> **WRITTEN EXERCISE**
Can you repeat the records below with every "Identify" swapped for "Locate" and nothing else changed?

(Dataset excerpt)
________

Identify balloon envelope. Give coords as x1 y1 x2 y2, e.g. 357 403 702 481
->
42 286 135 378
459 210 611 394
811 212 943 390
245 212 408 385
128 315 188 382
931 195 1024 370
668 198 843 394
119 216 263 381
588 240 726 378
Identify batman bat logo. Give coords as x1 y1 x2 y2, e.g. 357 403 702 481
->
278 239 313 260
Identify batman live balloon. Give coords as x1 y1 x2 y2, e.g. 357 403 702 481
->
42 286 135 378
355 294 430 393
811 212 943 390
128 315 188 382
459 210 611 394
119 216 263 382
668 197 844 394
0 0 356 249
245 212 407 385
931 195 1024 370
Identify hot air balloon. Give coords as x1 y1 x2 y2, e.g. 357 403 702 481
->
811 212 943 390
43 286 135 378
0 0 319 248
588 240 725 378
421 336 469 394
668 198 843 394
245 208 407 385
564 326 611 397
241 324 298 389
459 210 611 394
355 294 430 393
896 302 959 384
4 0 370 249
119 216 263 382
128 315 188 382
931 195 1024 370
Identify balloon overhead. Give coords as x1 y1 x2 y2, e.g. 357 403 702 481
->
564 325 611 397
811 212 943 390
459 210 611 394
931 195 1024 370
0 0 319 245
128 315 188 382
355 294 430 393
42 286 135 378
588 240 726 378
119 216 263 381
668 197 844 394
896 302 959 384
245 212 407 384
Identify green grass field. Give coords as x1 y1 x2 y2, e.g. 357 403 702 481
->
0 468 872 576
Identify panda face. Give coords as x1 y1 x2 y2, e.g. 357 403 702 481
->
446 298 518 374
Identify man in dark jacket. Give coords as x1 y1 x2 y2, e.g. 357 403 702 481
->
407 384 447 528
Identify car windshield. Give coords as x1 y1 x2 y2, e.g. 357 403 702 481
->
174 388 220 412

________

> **TASK ANSWER**
Locate balloon envelope. Give coords as x1 y1 x2 y2, e.g. 357 403 702 481
->
42 286 135 378
459 210 611 394
811 212 943 390
245 212 408 385
128 315 188 382
931 195 1024 370
668 198 843 394
119 216 263 381
588 240 726 378
Locate batman bat logo. Give coords as x1 y1 x2 y2, e.g. 357 403 702 481
->
278 239 313 260
Locate batman live balloon. Give coords as x1 y1 x2 y2, e.g. 357 403 702 481
->
42 286 135 378
355 294 430 393
811 212 943 390
128 315 188 382
459 210 611 394
119 216 263 382
668 197 844 394
0 0 356 249
245 212 407 385
931 195 1024 370
Locate hot air balloon. Give coords as x1 y1 x2 y2, e.g. 357 403 702 481
->
811 212 943 390
43 286 135 378
0 0 319 248
588 240 725 378
421 336 469 394
668 198 843 394
245 208 407 385
564 326 611 397
241 324 298 389
459 210 611 394
355 294 430 393
896 302 959 384
4 0 370 249
119 216 263 382
128 315 188 382
931 195 1024 370
Locate balloon overhead. Give coords as x1 y1 x2 y2, e.g. 357 403 702 481
->
564 325 611 397
811 212 943 390
459 210 611 394
931 195 1024 370
0 0 319 245
128 315 188 382
355 294 430 393
42 286 135 378
588 240 726 378
119 216 263 381
668 197 844 394
896 302 959 384
245 212 407 384
Locate green grass field. Give coords as x1 y1 x2 y2, e.g. 357 403 702 481
->
0 468 872 576
Locate panda face. Give coords as x1 y1 x2 y2, e.g. 357 403 702 481
->
446 298 518 374
Locate man in dark jacket. Give coords as x1 y1 x2 y2, e.g. 357 403 702 481
->
407 384 447 528
Locate car windshield. Give coords as x1 y1 x2 y2, e.g. 357 403 702 481
->
174 388 220 412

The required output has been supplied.